### YOUR ASSIGNMENT
Output every line below exactly, please, omitting pictures.

*** Opening of SOURCE DATA ***

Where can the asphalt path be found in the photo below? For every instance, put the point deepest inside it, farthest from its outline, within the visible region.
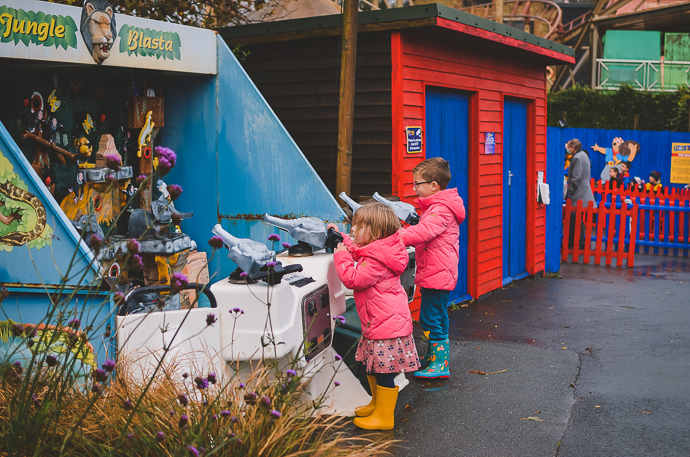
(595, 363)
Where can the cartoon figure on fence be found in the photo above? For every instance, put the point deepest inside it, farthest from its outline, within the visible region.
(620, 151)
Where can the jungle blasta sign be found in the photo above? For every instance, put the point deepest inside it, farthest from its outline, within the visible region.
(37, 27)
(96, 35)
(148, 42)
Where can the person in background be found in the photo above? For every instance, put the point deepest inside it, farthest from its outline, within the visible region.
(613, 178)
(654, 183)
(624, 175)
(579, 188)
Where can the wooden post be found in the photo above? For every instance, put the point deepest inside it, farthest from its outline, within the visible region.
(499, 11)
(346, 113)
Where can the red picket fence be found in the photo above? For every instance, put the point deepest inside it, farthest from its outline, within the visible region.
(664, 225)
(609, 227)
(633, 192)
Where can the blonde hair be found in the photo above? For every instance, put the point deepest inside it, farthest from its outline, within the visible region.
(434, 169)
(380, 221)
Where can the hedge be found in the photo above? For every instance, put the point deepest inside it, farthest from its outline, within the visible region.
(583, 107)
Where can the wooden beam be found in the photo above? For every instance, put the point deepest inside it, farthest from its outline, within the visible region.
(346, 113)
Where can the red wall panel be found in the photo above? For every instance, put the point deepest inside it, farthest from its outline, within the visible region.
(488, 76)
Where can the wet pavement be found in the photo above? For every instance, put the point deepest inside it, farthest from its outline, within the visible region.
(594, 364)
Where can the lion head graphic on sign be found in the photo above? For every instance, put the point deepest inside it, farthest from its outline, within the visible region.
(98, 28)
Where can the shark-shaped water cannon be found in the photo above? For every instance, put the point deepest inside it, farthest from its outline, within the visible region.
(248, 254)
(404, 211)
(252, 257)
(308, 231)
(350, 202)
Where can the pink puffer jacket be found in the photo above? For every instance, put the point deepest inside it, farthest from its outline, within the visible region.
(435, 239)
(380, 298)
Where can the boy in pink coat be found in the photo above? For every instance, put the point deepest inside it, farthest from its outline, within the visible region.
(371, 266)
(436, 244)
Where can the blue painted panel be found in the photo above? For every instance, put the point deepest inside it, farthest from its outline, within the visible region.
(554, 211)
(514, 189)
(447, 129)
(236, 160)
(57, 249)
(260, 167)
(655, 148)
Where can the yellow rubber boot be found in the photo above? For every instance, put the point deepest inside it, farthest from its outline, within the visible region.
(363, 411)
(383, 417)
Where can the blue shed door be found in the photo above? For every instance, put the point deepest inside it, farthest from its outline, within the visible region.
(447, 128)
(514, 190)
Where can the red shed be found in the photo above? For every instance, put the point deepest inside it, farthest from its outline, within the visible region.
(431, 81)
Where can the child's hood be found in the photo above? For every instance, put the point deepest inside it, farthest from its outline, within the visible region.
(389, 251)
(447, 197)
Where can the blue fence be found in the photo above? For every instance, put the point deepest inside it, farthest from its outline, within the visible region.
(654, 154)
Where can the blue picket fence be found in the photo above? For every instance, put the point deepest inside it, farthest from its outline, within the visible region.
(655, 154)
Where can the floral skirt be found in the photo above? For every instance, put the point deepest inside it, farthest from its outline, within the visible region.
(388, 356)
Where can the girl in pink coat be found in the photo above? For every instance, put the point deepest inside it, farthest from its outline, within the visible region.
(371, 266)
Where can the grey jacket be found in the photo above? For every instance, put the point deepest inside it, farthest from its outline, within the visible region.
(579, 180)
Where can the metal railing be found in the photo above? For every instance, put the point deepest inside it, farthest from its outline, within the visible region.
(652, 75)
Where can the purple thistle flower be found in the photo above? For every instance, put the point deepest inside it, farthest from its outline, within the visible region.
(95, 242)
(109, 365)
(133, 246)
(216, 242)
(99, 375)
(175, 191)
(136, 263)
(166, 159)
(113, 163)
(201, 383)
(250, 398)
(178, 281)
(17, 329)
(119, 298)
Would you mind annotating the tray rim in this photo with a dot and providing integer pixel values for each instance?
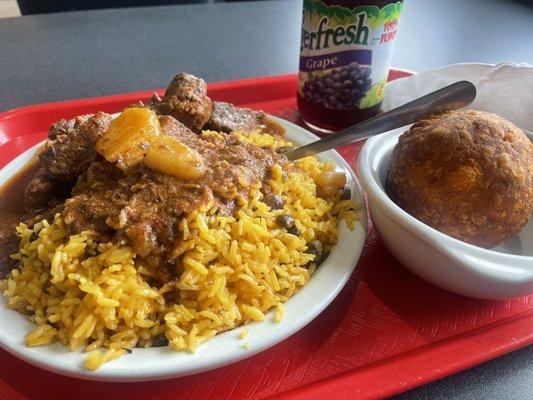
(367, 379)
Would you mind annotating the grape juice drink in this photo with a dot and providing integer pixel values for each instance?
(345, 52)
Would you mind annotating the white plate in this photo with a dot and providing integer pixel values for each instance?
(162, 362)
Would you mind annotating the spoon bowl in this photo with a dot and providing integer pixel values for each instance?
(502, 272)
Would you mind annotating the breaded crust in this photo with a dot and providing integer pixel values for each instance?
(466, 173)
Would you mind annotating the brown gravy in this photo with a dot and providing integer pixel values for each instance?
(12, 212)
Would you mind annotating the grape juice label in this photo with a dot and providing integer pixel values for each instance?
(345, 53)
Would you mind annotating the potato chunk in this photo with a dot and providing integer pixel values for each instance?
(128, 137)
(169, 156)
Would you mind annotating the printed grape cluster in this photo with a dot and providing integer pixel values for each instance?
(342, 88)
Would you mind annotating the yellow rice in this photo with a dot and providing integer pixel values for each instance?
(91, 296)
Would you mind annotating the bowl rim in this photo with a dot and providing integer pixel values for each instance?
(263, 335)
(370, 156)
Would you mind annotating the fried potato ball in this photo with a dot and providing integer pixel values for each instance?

*** Close of SOURCE DATA ***

### FINISHED TASK
Where can the asphalt path be found in the photo below? For every instance, put the point deepest inside it, farthest from its outline, within the visible region.
(595, 363)
Where can the cartoon figure on fence be found in the photo above? For every instance, put the point deepest inside it, farthest from its outline, within the visible region.
(620, 151)
Where can the jungle blasta sign be found in the photo above? For every instance, put the point deepest inside it, farthest from its outline, within the visible region.
(37, 27)
(96, 35)
(148, 42)
Where can the person in background be found in the photo above? For every instance, put the point deepest inside it, farthest from its outline, within the visible region.
(613, 178)
(654, 183)
(624, 175)
(579, 188)
Where can the wooden post be found in the photo above? For every instance, put the point deepest inside it, farthest from its outline, within the visible region.
(499, 11)
(346, 113)
Where can the red picket fence be found in the photo above? For every instance, put the point deepest inside it, farthest from its outline, within the visible region.
(664, 225)
(609, 227)
(633, 192)
Where can the blonde hair be found in the photo above? For every instance, put the point deepest inside it, farthest from its outline, within the visible region.
(434, 169)
(380, 221)
Where can the hedge be found in the photo above? For every instance, put the point deepest inside it, farthest from its outline, within the visible region.
(583, 107)
Where can the wooden beam be found in the photo above? For every instance, put the point deepest inside it, farthest from its outline, within the visible region.
(346, 113)
Where can the red wall panel be found in the photo above? For every instance, put the point deepest inside it, farthest from its outline, within the visible region.
(488, 76)
Where can the wet pavement be found in the photo above? For every instance, put the point deepest inside it, farthest from its outline, within the visible region.
(594, 364)
Where can the lion head graphic on sign be found in the photo above? For every instance, put the point deepest inside it, farthest from its outline, within the visible region.
(98, 28)
Where can the shark-shaped water cannon be found in the photo above? For every instance, put the point deepest inside it, farthest from its outline, within the visible region.
(248, 254)
(404, 211)
(252, 257)
(308, 231)
(350, 202)
Where can the pink puffer jacket be found in the photo above? For every instance, put the point deepest inside it, farthest from its outline, within the visible region.
(435, 239)
(380, 298)
Where can the boy in pink coat be found in the photo above? For every instance, put the point deepest inside it, farthest from its outline, within the visible region.
(371, 266)
(436, 244)
Where can the blue painted panel be found in the photo above? For every instance, put the point deepest inside it, farthest from its outline, within the visible region.
(554, 211)
(514, 189)
(447, 129)
(236, 160)
(57, 249)
(260, 167)
(655, 148)
Where can the yellow rubber boot be found in the photo above? For every instance, put the point deepest inside it, farthest from its outline, within the visible region.
(363, 411)
(383, 417)
Where can the blue shed door be found in the photo above? For every instance, put the point deepest inside it, farthest from its outline, within the visible region.
(447, 128)
(514, 190)
Where can the red shed be found in the photo above? For every instance, put the point deepest inside it, farthest from its outline, within the visible region.
(431, 81)
Where can the child's hood be found in the photo above? For every instance, put the point deepest inside it, farthest from its outline, within the visible region.
(389, 251)
(447, 197)
Where can the blue fence be found in the photo above? For every instance, put the point deepest inside it, farthest from its outline, within the visible region.
(654, 154)
Where can the blue picket fence be found in the photo above? For every instance, put the point deepest inside it, farthest from its outline, within the visible region.
(655, 154)
Where can the floral skirt be found in the photo above? For every instance, put the point deepest inside it, farthest from its outline, within the visible region.
(388, 356)
Where can the girl in pink coat be found in the photo above? For every instance, put the point deepest inside it, farthest from its outline, within the visible region.
(371, 266)
Where can the grey jacket be found in the photo above? For every instance, put the point deepest inside it, farthest from its outline, within the visible region.
(579, 180)
Where can the metal railing be found in the photo above? For every instance, put the point deepest inside it, farthest from its outline, within the visible region.
(652, 75)
Where can the purple thistle flower be found in the photo above? For every instance, put the point deepest inside it, farthest from its outline, within the visible region.
(95, 242)
(109, 365)
(133, 246)
(216, 242)
(99, 375)
(175, 191)
(136, 263)
(166, 159)
(113, 163)
(201, 383)
(250, 398)
(178, 281)
(17, 329)
(119, 298)
Would you mind annotating the tray rim in this photo with a dot and providing integer pixel values for each instance?
(367, 379)
Would you mind annotating the grape juice drink in this photo with a dot and providing integer pixel values for each instance?
(345, 52)
Would you mind annotating the white plate in this photo with a dot and providing integer pixel values for each instance?
(162, 362)
Would you mind annotating the spoon bowl in this photo with a dot and providing integer pixel values for each instance?
(502, 272)
Would you mind annotating the breaded crust in this photo with a dot and providing integer pixel values for each instance?
(466, 173)
Would you mind annotating the brown gravy in this photo with a dot and providing integer pixel values for each instance?
(12, 212)
Would you mind annotating the grape juice label in this photo with a dot and providing integer pixel values for each instance?
(345, 53)
Would you mind annotating the potato chunk in this photo with a dot and providing integer pixel values for each instance?
(128, 137)
(169, 156)
Would you mind annotating the printed grape cluster in this photo with a dot and providing integer pixel values for each instance?
(342, 88)
Would you mind annotating the yellow rice in this photo with a dot and providing integer pixel values for each instance?
(91, 296)
Would you mind annotating the bowl rim in this photo with a dot and providing integer pixel values for each instance?
(263, 335)
(370, 156)
Would you mind annotating the fried potato ball in this photo with a dot and providing integer pixel values for each instance?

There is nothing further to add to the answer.